Action item A: From the blog post on Abraham and Isaac, copy the passage starting with "Supposedly, the promise" and going on through "morality and trustworthiness.".
Action item B: Condense the paragraph of the blog post on Abraham and Isaac that begins "First of all, why did God find this test" into a shorter version that keeps its main points.
Action item C: According to the blog post on Abraham and Isaac, what is substituted for the boy at the last minute?

Selected text:
____________________

* to encourage a reasoned awareness of how our beliefs impact the way we interact with the world around us
* to foster intelligent and open dialogue
* to inspire a sense of spirituality that has real meaning in day-to-day life

Tuesday, October 11, 2011

The Morality of Being Willing to Kill a Child Doesn't Change Just Because You Think God Told You to Do It

Continuing with the narrative of the Old Testament story, Abraham and Abimilech make peace, the elderly Sarah gives birth to Isaac and promptly becomes too jealous of Hagar to bear having her around, and Abraham sends Hagar and Ishmael (Abraham’s firstborn) out on their own into the wilderness, with God’s blessing. Which brings us to Genesis 22, in which Abraham takes his son Isaac to a mountaintop with the intention of sacrificing him to God. He reportedly does this because God told him to, and thus Abraham is willing to go through with it. At the last minute, a ram caught in a nearby bush (seen to be provided by God) is substituted for the boy, and God makes a promise about the future of Abraham’s bloodline.

Supposedly, the promise God makes to Abraham at the end of this horrifying story is the seventh promise God has made to him, but the promises are all strikingly similar: God grants Abraham a stretch of land (although he doesn’t provide any legal documentation that anyone else would honor), he promises Abraham lots of “children”, and he makes promises about how mighty and prosperous those children are going to be. Since the Jewish people are the ones who scribed all of this after passing it down through word of mouth for generations, one would expect them to be the heroes of the story. The promise by God is obviously intended to be indisputable, except that this story calls into question God’s morality and trustworthiness.

First of all, why did God find this test to be necessary? Abraham had already made a pact with God involving sacrificing animals, and then he made a further pact with God requiring physical mutilation, for which Abraham and his descendents really didn’t get anything further from God for the additional requirements. It is as if an insurance company decided to add an enormous fee onto the premium while offering no additional benefits, simply because they don’t quite trust their customers. Even though Abraham is faithful with the requirements of previous agreements, God decides he needs to be tested. The primary reasons to test people are either because you want to verify they know the material or because you don’t trust them. Abraham obviously knew the content and requirements of the previous arrangements, because he did what God had requested of him. So, this test can only be about God not trusting Abraham, which seems remarkably insecure for an all-powerful deity, but there it is.

____________________

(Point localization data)

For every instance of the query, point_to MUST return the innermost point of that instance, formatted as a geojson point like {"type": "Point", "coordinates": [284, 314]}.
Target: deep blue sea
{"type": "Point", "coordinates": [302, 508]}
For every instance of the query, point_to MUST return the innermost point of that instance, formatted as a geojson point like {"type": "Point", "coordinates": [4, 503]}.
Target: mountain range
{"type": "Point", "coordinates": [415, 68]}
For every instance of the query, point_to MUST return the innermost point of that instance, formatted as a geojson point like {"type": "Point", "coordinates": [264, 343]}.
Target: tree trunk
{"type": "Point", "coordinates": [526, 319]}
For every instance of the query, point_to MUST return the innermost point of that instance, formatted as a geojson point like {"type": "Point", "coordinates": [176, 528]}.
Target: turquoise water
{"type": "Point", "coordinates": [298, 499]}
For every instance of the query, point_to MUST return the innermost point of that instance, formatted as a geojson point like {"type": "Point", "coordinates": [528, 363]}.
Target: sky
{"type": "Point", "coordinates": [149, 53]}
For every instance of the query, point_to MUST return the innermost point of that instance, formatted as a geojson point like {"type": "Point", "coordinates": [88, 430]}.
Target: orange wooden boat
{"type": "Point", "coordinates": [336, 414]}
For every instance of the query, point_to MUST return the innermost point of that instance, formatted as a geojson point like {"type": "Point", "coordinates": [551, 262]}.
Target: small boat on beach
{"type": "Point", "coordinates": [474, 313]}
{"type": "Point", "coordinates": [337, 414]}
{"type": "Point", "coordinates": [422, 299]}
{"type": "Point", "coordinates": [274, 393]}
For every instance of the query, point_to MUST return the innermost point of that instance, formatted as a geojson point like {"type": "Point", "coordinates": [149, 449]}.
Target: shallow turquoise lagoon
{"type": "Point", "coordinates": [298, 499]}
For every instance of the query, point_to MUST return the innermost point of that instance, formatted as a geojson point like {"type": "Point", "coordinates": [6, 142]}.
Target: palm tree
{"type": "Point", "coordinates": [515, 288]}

____________________

Task output A:
Supposedly, the promise God makes to Abraham at the end of this horrifying story is the seventh promise God has made to him, but the promises are all strikingly similar: God grants Abraham a stretch of land (although he doesn’t provide any legal documentation that anyone else would honor), he promises Abraham lots of “children”, and he makes promises about how mighty and prosperous those children are going to be. Since the Jewish people are the ones who scribed all of this after passing it down through word of mouth for generations, one would expect them to be the heroes of the story. The promise by God is obviously intended to be indisputable, except that this story calls into question God’s morality and trustworthiness.

Task output B: The post questions why God needed to test Abraham at all. Abraham had already made a pact with God involving animal sacrifice and another requiring physical mutilation, and he gained nothing further for these added demands. The post compares this to an insurance company that raises the premium without adding benefits because it distrusts its customers. People are tested either to confirm they know the material or because they aren't trusted. Abraham had shown he knew what was required by doing it, so the test could only reflect God's distrust of him. The post calls this remarkably insecure for an all-powerful deity.

Task output C: A ram caught in a nearby bush, seen as provided by God.